EXERCISE DESCRIPTION →
Copy each line exactly.

--- Start of ENTRIES PROVIDED ---

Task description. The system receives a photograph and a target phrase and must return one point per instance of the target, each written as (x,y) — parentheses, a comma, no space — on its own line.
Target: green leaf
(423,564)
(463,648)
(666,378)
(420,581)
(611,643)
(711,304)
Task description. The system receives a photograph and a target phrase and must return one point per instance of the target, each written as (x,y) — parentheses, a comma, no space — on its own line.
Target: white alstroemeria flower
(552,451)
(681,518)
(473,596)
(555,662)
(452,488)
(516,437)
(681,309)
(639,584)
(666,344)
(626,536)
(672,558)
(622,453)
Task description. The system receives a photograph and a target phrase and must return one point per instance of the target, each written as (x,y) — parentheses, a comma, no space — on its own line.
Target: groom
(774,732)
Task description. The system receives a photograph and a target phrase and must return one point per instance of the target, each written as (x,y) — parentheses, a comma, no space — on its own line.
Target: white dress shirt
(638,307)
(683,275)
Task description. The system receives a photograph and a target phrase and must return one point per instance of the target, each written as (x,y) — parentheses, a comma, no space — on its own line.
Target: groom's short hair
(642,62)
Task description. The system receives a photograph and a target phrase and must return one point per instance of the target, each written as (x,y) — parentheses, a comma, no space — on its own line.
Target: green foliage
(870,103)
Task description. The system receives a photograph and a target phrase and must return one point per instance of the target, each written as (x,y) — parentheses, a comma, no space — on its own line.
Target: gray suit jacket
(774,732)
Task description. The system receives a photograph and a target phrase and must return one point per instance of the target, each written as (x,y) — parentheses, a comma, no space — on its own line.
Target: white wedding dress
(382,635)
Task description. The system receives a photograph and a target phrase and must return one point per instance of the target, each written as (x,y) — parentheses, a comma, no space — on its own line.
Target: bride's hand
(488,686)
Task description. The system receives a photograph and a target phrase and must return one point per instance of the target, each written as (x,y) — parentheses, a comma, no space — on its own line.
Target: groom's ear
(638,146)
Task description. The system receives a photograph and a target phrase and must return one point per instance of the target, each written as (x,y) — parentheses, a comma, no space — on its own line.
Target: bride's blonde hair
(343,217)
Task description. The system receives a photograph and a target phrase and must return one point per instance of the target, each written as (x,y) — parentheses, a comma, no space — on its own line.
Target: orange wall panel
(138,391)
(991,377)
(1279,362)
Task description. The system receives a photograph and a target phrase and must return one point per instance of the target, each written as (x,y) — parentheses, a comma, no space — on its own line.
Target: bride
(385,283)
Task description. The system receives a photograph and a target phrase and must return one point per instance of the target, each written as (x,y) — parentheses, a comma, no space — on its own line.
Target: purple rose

--- End of ENTRIES PROVIDED ---

WRITTEN ANSWER →
Task description. The system receives a photograph and a target phrase and must return one point per instance of the target, each written as (x,y) — parentheses, a comma, no space — on its own line.
Target: green leaf
(423,564)
(463,648)
(666,378)
(420,581)
(611,643)
(711,304)
Task description. The system receives a photograph and a target phrase and must return one point per instance of the target, each written as (x,y) — parentheses, a comma, no space — on its own line.
Target: white alstroemeria flower
(552,451)
(681,518)
(473,596)
(555,662)
(452,488)
(516,437)
(681,309)
(639,584)
(666,344)
(626,536)
(672,558)
(622,453)
Task description. The system receives a photograph and a target phrase and must return one point per instance of the target, each written as (x,y) — parentheses, a comma, no space — on its own line.
Target: groom
(774,732)
Task description. The system receives a photograph and a target phrase and must return one point per instance of the target, each written as (x,y) — parentheses, a comma, no space — on its own line.
Target: white dress shirt
(638,307)
(683,275)
Task description. The system receives a photograph and a target phrase and must return one point per instance of the target, each written as (x,y) — parentheses, a comma, no space — on its own line.
Target: groom's short hair
(642,62)
Task description. The system receives a photograph and a target phrase and must return one point per instance of the target, each written as (x,y) — parentheses, a comma, no space — on its own line.
Target: green foliage
(870,103)
Task description. The system receives a photograph and a target phrase and must return one point per instance of the target, each written as (x,y) — parentheses, a comma, no space — on its own line.
Target: gray suit jacket
(774,732)
Task description. The system receives a photograph and a target phrase and must return one point per instance of the target, each written as (x,y) — parentheses, a comma, no space — on its own line.
Target: white wedding dress
(382,635)
Task description. The system receives a photograph and a target phrase and must return one point per instance of the target, each written as (x,y) — parentheses, a comma, no space — on its own line.
Target: bride's hand
(488,686)
Task description. The system receives a photograph and a target phrase and must return one point per instance of the target, each written as (x,y) — parentheses, a comma, no space — on its own line.
Target: groom's ear
(638,146)
Task description. The system receives a photograph and a target phrase and must return one point per instance of the target, each written as (x,y) — parentheses, a comma, no space — on its own line.
Target: bride's blonde hair
(343,217)
Task description. The system receives a photograph and a target phrase and must return one point per instance of the target, each written as (x,y) — parentheses, a comma, no space — on its own line.
Target: orange wall panel
(138,391)
(991,377)
(1279,362)
Task description. The system receives a photograph and a target phrase and must return one point per instance of the target, each written as (x,y) — parentheses, a comma, no space — on its own line.
Target: bride
(385,283)
Task description. The system receives a photograph and a target phrase and must return one point per instance of the target, each written as (x,y) — parentheses, a comma, no space — on its own line.
Target: purple rose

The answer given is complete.